Published by Faber & Faber,
24 April 2025.
ISBN: 978-0-57139302-2 (PB)
Three friends on a weekend seaside jolly in a rented house. A selfish driver who steals their parking place and smirks about it. A revenge note on his windscreen, designed to make his companion look at him askance. All fuelled by too much alcohol. Just a joke, some fun at the selfish man’s expense. Or so you’d think.
Then they spot a Missing Person poster – and it’s the same man. They decide to disclaim all knowledge; they know nothing about his disappearance, after all, and their note isn’t even mentioned. But the police are involved, and a body turns up, and suddenly things start to grow a whole lot darker and more complicated. And that’s when the note takes on a deeper significance, and skeletons start to tumble pell-mell out of the cupboard.
The three, May, Lauren and Kelsey, go back a long way, right to adolescence, when they attended the same music summer camp. Now in their thirties, they have followed very different paths. Lauren, a few years older, was the camp director, and is the only one who has pursued a career in music. May is a lawyer, and Kelsey has joined her father’s flourishing real estate business.

^^^^

What to work on:
Answer these questions from the book summary.
(a) Which publisher issued the book, and on what date?
(b) What do the three friends spot that shows them the driver has disappeared?
(c) What is May's profession?

^^^^

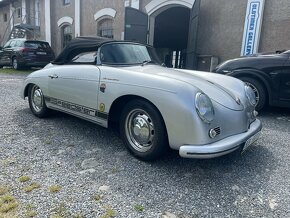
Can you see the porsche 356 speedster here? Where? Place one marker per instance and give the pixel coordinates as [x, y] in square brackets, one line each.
[203, 115]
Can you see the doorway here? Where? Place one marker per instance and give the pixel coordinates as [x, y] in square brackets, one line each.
[170, 35]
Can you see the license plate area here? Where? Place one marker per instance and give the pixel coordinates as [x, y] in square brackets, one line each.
[250, 141]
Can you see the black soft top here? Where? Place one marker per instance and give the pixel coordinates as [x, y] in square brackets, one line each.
[79, 45]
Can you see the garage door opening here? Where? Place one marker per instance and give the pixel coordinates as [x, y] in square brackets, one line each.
[170, 35]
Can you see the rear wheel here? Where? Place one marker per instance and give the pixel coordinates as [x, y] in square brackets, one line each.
[143, 131]
[36, 101]
[15, 64]
[259, 91]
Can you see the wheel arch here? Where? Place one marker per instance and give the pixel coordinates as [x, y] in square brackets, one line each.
[259, 76]
[25, 90]
[119, 103]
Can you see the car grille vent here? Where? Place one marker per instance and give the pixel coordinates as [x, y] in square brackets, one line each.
[217, 130]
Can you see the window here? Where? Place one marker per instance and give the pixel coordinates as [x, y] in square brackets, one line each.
[66, 2]
[18, 12]
[66, 35]
[85, 58]
[105, 28]
[5, 17]
[125, 53]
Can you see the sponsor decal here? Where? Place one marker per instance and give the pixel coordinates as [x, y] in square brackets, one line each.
[102, 107]
[103, 87]
[78, 108]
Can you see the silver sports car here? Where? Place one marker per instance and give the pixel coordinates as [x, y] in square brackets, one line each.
[203, 115]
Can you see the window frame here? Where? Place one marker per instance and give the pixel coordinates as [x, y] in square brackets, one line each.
[5, 17]
[66, 2]
[100, 25]
[63, 34]
[19, 12]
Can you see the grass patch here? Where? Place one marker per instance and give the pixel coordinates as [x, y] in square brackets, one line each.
[7, 204]
[60, 212]
[3, 190]
[98, 198]
[47, 141]
[54, 188]
[109, 213]
[31, 187]
[30, 211]
[24, 178]
[78, 215]
[12, 71]
[115, 170]
[139, 207]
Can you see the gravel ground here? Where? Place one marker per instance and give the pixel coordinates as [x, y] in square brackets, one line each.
[94, 175]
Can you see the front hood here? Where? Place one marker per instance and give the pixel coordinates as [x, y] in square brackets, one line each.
[224, 90]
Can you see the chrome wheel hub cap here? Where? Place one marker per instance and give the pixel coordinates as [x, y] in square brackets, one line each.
[140, 130]
[37, 99]
[255, 91]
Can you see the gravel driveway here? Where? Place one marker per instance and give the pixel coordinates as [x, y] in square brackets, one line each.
[62, 166]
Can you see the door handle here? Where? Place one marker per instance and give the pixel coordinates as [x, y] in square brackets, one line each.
[54, 76]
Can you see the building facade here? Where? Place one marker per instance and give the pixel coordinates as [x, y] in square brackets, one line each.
[186, 33]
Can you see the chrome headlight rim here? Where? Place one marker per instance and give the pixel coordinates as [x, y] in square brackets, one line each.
[204, 107]
[250, 95]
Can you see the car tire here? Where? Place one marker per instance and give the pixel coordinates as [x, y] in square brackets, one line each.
[143, 130]
[36, 102]
[259, 91]
[15, 64]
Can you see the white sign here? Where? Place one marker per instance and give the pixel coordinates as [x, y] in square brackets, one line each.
[135, 4]
[252, 28]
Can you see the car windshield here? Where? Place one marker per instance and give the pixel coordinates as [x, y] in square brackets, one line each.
[286, 52]
[128, 54]
[36, 45]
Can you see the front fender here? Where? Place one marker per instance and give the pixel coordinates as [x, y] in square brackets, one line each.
[264, 78]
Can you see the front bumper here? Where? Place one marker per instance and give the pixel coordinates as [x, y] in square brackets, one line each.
[221, 147]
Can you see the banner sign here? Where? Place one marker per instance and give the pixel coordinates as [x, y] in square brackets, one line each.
[252, 27]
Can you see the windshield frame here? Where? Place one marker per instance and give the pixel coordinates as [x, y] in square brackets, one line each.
[151, 51]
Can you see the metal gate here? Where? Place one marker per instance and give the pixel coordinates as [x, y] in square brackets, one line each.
[136, 25]
[191, 59]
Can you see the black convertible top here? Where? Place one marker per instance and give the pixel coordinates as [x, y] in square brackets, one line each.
[79, 45]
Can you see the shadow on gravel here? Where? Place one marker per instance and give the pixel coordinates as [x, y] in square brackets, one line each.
[212, 176]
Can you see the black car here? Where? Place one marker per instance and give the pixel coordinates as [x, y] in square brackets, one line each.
[268, 75]
[20, 53]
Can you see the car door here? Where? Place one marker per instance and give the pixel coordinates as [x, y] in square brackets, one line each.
[5, 54]
[74, 87]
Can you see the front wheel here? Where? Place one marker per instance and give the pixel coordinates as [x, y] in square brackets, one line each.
[15, 64]
[259, 91]
[143, 131]
[36, 101]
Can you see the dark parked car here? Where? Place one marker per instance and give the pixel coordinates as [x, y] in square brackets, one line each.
[20, 53]
[268, 75]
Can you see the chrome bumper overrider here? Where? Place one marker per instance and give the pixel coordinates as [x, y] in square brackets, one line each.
[221, 147]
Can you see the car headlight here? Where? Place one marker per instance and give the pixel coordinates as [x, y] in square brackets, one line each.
[250, 95]
[204, 107]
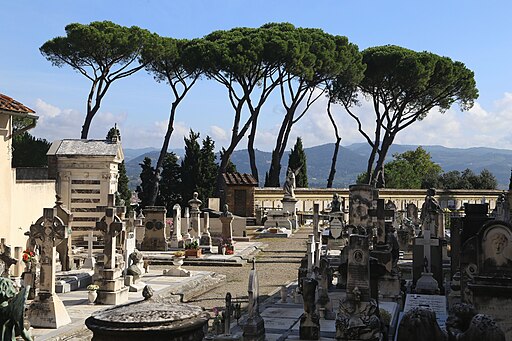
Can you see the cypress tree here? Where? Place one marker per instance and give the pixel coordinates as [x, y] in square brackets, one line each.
[144, 189]
[190, 167]
[297, 160]
[170, 183]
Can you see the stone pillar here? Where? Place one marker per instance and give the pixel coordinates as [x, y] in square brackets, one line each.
[155, 237]
[176, 238]
[195, 212]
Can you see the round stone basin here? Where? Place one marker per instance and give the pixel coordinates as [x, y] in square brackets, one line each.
[158, 318]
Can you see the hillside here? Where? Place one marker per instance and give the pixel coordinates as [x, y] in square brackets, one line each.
[352, 161]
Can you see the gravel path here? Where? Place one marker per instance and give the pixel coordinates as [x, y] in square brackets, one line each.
[277, 264]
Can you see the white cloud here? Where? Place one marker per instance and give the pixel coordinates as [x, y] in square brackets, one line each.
[219, 135]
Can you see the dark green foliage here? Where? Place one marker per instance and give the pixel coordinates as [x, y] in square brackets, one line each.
[144, 189]
[170, 183]
[297, 161]
[102, 52]
[468, 180]
[404, 86]
[190, 167]
[208, 170]
[29, 151]
[113, 132]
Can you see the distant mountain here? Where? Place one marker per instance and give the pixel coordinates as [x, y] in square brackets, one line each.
[497, 161]
[351, 161]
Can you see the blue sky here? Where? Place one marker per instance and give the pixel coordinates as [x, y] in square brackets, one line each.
[475, 33]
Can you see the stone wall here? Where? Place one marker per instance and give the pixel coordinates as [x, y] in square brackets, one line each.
[28, 199]
[270, 198]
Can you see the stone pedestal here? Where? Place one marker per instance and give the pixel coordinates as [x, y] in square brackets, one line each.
[289, 205]
[112, 289]
[152, 319]
[48, 311]
[227, 226]
[155, 237]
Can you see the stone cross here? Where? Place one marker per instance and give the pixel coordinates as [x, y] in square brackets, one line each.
[427, 243]
[254, 328]
[90, 239]
[195, 222]
[358, 269]
[379, 216]
[311, 254]
[186, 215]
[111, 226]
[48, 233]
[90, 261]
[206, 238]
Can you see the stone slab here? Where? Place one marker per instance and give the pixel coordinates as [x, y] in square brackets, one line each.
[435, 302]
[67, 282]
[278, 312]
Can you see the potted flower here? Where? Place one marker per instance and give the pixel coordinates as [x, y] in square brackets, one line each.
[92, 294]
[178, 258]
[192, 249]
[28, 257]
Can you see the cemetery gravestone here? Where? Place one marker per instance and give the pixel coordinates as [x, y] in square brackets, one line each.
[47, 310]
[206, 238]
[357, 305]
[90, 261]
[108, 273]
[155, 237]
[486, 273]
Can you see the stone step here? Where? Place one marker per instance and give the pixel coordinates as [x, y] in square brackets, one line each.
[72, 280]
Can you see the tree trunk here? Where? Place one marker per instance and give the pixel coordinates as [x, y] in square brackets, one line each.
[333, 163]
[250, 149]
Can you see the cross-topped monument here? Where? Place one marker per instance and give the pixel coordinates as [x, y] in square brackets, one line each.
[108, 275]
[47, 310]
[111, 226]
[90, 261]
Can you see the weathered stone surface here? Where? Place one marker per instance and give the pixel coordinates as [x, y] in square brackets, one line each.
[158, 318]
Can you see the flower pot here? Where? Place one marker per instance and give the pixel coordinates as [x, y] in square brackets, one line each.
[91, 296]
[178, 261]
[193, 253]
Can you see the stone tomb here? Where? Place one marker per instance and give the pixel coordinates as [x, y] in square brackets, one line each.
[47, 310]
[107, 273]
[357, 305]
[486, 273]
[155, 237]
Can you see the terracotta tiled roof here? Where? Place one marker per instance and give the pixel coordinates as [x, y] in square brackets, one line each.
[239, 179]
[9, 104]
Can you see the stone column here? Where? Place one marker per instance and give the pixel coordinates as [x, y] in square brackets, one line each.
[206, 238]
[176, 238]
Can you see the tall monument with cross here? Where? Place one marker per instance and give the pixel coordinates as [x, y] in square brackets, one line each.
[107, 273]
[47, 310]
[427, 252]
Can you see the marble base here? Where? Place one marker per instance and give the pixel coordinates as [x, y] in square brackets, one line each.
[48, 311]
[112, 297]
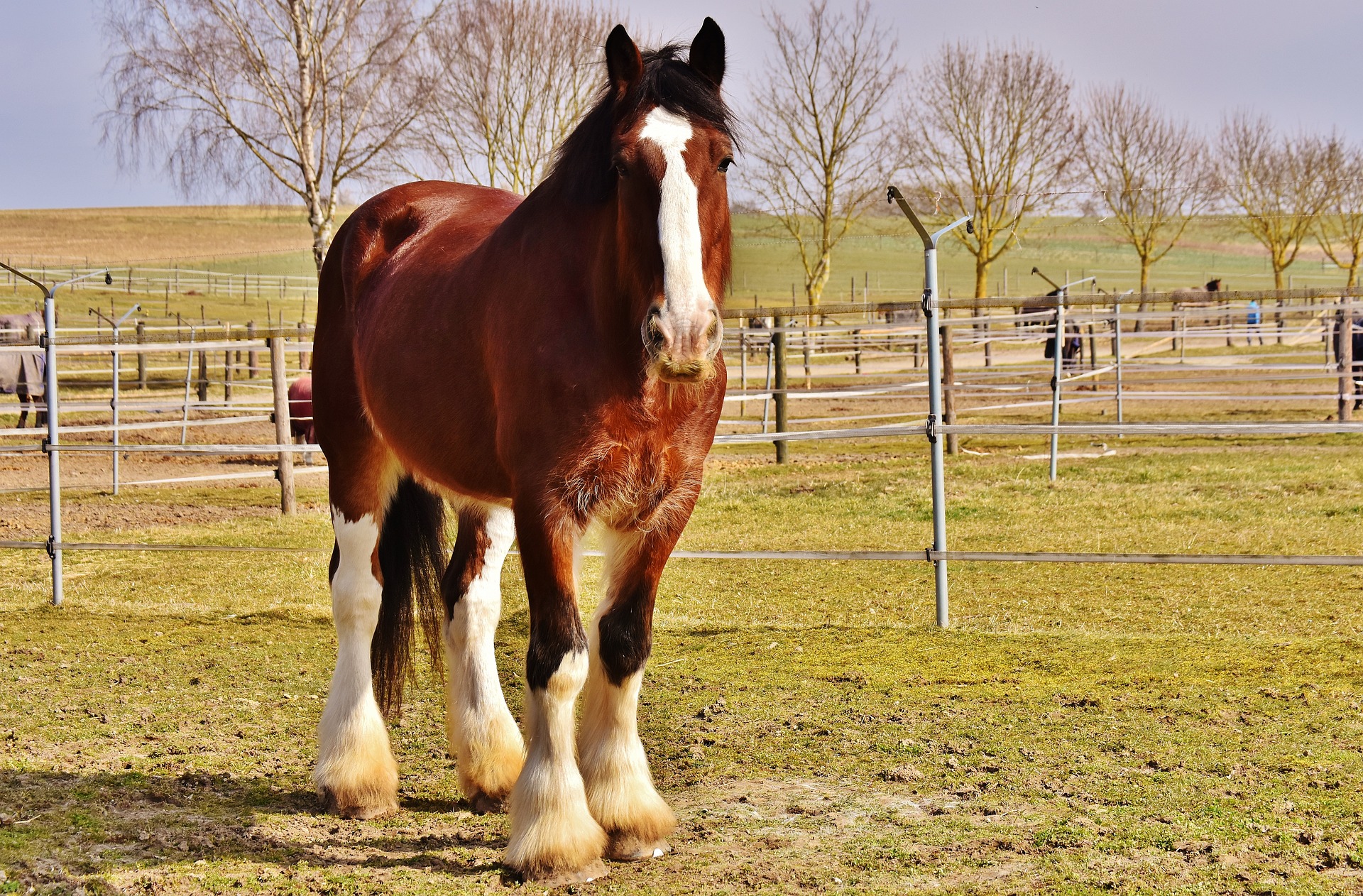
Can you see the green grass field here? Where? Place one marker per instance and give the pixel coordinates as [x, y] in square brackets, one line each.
[882, 256]
[1080, 730]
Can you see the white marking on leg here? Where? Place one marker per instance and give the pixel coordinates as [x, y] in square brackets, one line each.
[686, 296]
[615, 768]
[551, 826]
[483, 734]
[355, 764]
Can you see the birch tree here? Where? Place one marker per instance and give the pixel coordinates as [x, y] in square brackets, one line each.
[295, 96]
[1276, 183]
[520, 75]
[821, 146]
[991, 136]
[1149, 172]
[1339, 228]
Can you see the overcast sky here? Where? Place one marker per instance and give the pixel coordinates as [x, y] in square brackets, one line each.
[1298, 62]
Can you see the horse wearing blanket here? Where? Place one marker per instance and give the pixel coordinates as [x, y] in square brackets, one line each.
[540, 364]
[23, 374]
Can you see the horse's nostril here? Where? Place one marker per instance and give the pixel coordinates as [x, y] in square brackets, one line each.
[655, 336]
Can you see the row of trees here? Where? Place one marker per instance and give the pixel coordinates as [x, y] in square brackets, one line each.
[1000, 133]
[308, 96]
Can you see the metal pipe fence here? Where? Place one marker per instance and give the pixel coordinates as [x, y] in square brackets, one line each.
[859, 344]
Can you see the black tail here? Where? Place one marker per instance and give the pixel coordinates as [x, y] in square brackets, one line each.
[412, 557]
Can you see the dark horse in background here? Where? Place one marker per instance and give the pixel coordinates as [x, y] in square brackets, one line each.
[542, 364]
[23, 374]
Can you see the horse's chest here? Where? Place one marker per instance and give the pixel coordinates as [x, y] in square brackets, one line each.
[629, 479]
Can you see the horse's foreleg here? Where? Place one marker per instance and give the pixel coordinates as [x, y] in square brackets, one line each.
[554, 836]
[483, 734]
[356, 775]
[619, 786]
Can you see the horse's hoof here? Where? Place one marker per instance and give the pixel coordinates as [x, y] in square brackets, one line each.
[626, 847]
[552, 878]
[355, 809]
[484, 805]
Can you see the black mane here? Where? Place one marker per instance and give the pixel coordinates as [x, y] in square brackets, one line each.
[582, 164]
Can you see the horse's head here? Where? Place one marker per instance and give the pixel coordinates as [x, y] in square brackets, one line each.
[669, 149]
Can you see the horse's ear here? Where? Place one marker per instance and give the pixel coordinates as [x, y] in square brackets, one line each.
[623, 63]
[708, 52]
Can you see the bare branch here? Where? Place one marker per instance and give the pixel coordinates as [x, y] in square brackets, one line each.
[300, 96]
[991, 133]
[1151, 172]
[1278, 183]
[520, 77]
[821, 155]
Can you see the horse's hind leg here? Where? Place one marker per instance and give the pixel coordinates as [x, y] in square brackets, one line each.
[356, 775]
[483, 736]
[615, 770]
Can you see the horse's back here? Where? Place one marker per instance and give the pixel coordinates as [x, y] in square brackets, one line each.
[429, 224]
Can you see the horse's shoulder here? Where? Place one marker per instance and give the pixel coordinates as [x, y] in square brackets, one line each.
[457, 214]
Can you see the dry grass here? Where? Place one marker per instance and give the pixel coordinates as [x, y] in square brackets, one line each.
[142, 235]
[1083, 728]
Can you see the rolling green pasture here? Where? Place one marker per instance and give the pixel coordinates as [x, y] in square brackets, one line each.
[881, 254]
[1080, 730]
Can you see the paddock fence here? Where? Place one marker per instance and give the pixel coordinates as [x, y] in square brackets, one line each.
[856, 352]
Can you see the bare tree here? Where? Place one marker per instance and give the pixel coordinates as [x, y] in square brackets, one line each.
[1339, 229]
[821, 134]
[1149, 171]
[300, 96]
[1278, 185]
[520, 75]
[992, 137]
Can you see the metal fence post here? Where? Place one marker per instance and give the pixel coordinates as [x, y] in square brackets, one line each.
[188, 374]
[930, 311]
[50, 321]
[1346, 354]
[767, 403]
[281, 423]
[142, 356]
[1117, 351]
[743, 364]
[780, 381]
[114, 408]
[1056, 370]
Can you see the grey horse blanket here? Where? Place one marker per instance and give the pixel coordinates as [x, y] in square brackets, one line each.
[21, 373]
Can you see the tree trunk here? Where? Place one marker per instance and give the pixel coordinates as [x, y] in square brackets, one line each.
[321, 224]
[982, 280]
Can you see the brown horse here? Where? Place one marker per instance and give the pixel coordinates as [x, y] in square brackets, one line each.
[540, 364]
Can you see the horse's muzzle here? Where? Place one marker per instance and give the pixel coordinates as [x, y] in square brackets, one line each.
[682, 348]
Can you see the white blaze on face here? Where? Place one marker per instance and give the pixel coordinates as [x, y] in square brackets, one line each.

^^^^

Task solution:
(a) Faber & Faber, 24 April 2025.
(b) A Missing Person poster.
(c) She is a lawyer.